_SELECTION_:
::::::::
# Mixing Moisturizers?



## empericalbeauty (Aug 31, 2006)

I usually mix my moisturizers cus i dont have time to rub all 3 of them seperately. So I was wondering, is this such a good idea? The moisturizer I use now is a mixture of pond's moisturizing cream[the one with the blue cover], Sunscreen with SPF 15[since pond's lacks any sunscreen] and Clean&amp;clear morning glow. I mixded all three into the pond's container and it gives me a really glowy skin.


----------



## monniej (Aug 31, 2006)

if it's working for you i wouldn't worry too much. your skin looks gorgeous, so you must be on to something! my skin is kind of weird so i don't mix products, but i do apply them over each other. i love my moisturizer, sundari neem and avocado, but i apply dermalogica oil control lotion on top before i apply my makeup. the sundari makes me alittle to shiny when i use it alone, and the oil control lotion makes me too dry. the two together are the perfect combination.


----------



## patsluv (Aug 31, 2006)

Personally I would rather layer them than mixing them together, especially with sunscreen. I've heard it may affect the effectiveness of the sunscreen.


----------



## eightthirty (Aug 31, 2006)

I agree in regards to the product with SPF. I would continue mixing the others, but apply the product with SPF first, then the others.
::::::::
_SOURCE MATERIAL_:
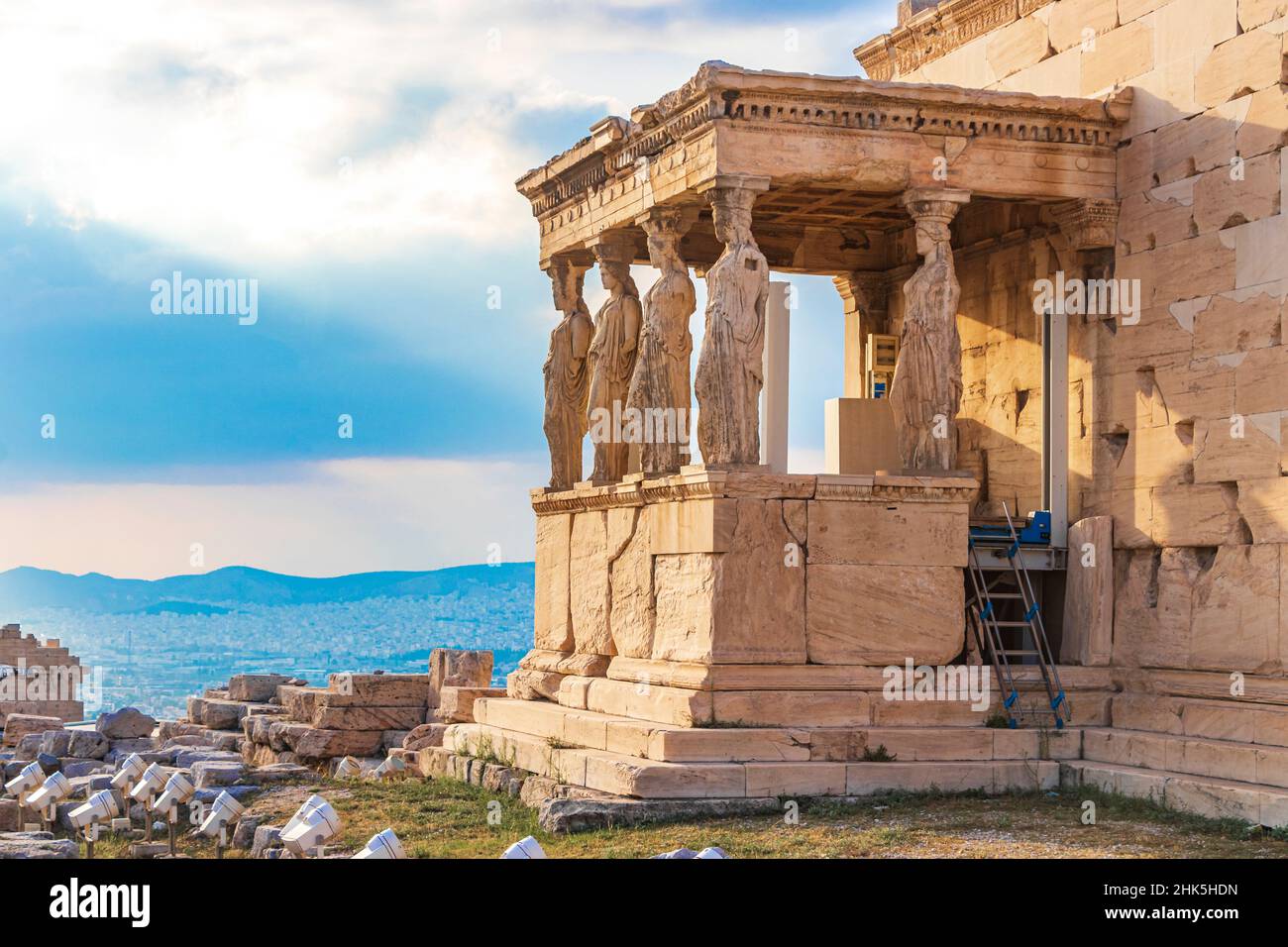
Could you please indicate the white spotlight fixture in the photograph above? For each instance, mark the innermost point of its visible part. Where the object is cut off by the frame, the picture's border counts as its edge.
::::::::
_OBJECTIVES_:
1. In the thread on mixing moisturizers, what has patsluv heard about mixing sunscreen with other products?
2. Continue the forum thread on mixing moisturizers after its last post.

_RESPONSES FOR EACH TASK_:
1. That it may affect the effectiveness of the sunscreen.

2.
----------



## empericalbeauty (Aug 31, 2006)

Thanks guys!


----------



## vanilla_sky (Sep 1, 2006)

Originally Posted by *patsluv* /img/forum/go_quote.gif Personally I would rather layer them than mixing them together, especially with sunscreen. I've heard it may affect the effectiveness of the sunscreen. ditto.

Originally Posted by *eightthirty* /img/forum/go_quote.gif I agree in regards to the product with SPF. I would continue mixing the others, but apply the product with SPF first, then the others. the other way around., sunscreen should be last layer on your face


----------



## goddess13 (Sep 1, 2006)

Mixing the other two shouldn't be a problem, but I wouldn't mix the SPF one in them. Apply the SPF one last.


----------



## sadhunni (Sep 1, 2006)

i don't think there's anything wrong w/ it prefer layering.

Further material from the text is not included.